Do this: Pick out and copy every line in the entries below that contains the word "chandelier". Case counts.

========================================

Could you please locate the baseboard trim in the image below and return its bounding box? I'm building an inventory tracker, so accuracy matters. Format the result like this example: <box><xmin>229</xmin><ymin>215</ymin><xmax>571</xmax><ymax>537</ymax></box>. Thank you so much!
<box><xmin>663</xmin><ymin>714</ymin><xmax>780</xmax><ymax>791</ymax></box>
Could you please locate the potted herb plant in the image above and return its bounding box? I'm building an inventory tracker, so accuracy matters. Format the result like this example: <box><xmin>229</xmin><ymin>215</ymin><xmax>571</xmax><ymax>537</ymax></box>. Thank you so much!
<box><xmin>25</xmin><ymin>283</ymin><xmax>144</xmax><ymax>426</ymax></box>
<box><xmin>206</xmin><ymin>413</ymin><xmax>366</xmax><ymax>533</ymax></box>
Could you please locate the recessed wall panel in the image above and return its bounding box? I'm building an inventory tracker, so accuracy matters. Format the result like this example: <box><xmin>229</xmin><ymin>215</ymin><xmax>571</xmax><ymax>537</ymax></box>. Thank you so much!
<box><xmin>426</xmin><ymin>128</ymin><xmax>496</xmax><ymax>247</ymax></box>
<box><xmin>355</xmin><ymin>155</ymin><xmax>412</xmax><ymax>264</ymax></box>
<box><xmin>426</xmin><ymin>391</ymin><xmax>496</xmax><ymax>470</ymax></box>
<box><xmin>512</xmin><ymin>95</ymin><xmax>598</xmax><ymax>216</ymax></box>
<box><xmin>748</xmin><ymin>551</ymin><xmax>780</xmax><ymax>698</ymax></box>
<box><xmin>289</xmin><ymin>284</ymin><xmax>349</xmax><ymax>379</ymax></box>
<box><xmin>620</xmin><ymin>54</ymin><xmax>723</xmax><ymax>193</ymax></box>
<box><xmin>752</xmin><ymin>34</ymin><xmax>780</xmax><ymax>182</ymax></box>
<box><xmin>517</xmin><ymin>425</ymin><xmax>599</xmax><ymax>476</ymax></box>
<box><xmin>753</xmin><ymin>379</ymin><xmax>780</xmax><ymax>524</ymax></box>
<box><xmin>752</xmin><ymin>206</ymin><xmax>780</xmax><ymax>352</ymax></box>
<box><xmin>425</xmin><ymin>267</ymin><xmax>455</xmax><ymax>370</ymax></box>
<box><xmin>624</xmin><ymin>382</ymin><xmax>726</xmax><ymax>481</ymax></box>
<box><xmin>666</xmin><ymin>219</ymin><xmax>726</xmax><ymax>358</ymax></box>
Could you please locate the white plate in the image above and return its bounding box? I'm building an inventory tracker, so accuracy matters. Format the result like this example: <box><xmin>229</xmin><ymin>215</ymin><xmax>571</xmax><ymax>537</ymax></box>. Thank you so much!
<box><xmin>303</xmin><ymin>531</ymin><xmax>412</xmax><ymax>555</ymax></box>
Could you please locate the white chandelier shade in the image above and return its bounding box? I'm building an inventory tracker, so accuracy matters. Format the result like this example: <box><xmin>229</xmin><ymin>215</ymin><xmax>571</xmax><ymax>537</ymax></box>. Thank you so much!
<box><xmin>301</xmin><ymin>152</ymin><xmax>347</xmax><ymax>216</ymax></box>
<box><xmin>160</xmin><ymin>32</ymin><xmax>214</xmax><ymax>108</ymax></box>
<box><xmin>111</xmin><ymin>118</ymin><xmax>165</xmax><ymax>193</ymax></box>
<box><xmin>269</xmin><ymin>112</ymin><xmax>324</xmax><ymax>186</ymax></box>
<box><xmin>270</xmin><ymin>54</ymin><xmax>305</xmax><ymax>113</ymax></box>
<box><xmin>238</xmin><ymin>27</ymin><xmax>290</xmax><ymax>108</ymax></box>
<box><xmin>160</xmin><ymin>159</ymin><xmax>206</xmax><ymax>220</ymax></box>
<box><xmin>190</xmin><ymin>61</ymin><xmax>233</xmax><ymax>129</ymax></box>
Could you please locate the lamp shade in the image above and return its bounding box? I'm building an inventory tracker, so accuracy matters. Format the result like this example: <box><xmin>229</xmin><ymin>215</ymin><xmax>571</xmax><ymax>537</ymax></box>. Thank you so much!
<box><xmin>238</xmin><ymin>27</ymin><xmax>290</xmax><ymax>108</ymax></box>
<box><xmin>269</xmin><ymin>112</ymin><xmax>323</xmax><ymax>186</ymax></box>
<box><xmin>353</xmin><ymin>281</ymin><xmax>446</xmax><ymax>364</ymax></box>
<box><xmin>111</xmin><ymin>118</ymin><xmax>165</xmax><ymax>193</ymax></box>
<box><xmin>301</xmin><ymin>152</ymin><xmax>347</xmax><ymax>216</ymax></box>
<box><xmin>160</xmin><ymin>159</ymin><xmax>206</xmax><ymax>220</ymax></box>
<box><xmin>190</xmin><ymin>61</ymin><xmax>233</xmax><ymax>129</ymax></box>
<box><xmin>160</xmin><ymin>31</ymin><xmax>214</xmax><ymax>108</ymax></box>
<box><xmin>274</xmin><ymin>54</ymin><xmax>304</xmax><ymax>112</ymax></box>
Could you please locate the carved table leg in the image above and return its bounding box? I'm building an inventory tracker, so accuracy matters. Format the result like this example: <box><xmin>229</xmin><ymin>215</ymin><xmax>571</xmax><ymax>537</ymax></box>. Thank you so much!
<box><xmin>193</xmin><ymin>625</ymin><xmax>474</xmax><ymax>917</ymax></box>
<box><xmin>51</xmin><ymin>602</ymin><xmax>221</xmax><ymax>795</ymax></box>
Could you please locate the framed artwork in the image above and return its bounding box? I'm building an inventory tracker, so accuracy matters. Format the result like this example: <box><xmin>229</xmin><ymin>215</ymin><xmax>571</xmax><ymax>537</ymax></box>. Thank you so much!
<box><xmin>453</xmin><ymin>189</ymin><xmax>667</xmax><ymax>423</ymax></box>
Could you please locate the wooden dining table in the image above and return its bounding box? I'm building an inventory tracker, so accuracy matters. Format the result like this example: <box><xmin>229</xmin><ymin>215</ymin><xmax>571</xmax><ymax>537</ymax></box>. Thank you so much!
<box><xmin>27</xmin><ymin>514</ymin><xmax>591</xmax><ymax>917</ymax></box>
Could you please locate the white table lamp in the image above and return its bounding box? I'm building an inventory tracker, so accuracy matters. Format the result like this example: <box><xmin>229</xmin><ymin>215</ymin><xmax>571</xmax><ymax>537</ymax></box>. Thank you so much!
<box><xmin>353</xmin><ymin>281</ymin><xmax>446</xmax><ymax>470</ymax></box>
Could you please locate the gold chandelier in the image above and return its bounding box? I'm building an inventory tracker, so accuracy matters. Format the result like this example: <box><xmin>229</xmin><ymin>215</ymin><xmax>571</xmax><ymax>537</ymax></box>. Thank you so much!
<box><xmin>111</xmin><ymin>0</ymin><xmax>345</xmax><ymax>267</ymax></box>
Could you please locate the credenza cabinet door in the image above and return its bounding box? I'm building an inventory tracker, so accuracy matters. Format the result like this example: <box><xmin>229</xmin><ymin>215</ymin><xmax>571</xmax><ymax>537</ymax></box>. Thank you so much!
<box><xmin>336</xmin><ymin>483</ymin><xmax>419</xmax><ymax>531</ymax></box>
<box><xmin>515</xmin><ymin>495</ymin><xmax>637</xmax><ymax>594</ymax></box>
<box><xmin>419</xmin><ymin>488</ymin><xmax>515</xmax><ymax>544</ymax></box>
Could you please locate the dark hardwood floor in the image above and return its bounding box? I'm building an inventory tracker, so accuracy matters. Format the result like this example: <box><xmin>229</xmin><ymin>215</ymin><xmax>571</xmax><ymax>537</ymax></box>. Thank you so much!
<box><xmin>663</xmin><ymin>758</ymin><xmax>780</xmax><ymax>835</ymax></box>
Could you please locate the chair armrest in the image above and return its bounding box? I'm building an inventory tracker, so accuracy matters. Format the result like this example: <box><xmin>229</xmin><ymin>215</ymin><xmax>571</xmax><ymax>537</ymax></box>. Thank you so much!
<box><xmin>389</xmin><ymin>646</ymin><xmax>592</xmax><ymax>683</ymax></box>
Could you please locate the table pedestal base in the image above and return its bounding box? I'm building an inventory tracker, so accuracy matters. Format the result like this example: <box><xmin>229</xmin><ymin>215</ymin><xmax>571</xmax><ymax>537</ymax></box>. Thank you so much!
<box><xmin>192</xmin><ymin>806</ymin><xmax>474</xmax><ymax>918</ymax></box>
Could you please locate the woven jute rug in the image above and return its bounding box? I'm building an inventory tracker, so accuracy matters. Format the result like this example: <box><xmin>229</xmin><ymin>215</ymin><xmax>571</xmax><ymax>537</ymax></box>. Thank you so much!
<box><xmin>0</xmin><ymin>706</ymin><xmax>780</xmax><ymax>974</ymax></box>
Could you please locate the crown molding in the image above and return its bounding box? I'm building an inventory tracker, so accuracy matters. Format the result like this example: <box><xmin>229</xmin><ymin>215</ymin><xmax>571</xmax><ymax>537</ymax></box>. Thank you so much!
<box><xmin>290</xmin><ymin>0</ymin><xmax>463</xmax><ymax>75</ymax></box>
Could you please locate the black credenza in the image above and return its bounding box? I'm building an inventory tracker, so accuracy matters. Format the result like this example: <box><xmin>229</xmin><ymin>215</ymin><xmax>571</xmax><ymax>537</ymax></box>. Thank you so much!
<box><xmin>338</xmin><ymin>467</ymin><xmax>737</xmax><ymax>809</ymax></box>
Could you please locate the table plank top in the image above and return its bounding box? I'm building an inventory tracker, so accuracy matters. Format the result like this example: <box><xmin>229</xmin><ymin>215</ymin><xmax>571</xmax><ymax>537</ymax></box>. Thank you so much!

========================================

Written response:
Could you please locate the white chandelier shade in the image above and return its bounding box? I'm building an inventory tracker, so accuracy matters. Format the result like this example: <box><xmin>229</xmin><ymin>215</ymin><xmax>571</xmax><ymax>537</ymax></box>. Thank you so much!
Could you please locate the gold chandelier in the image above and return its bounding box? I'm building an inventory tracker, so accuracy matters. Format the result like this example: <box><xmin>229</xmin><ymin>215</ymin><xmax>571</xmax><ymax>537</ymax></box>. Thank you so much!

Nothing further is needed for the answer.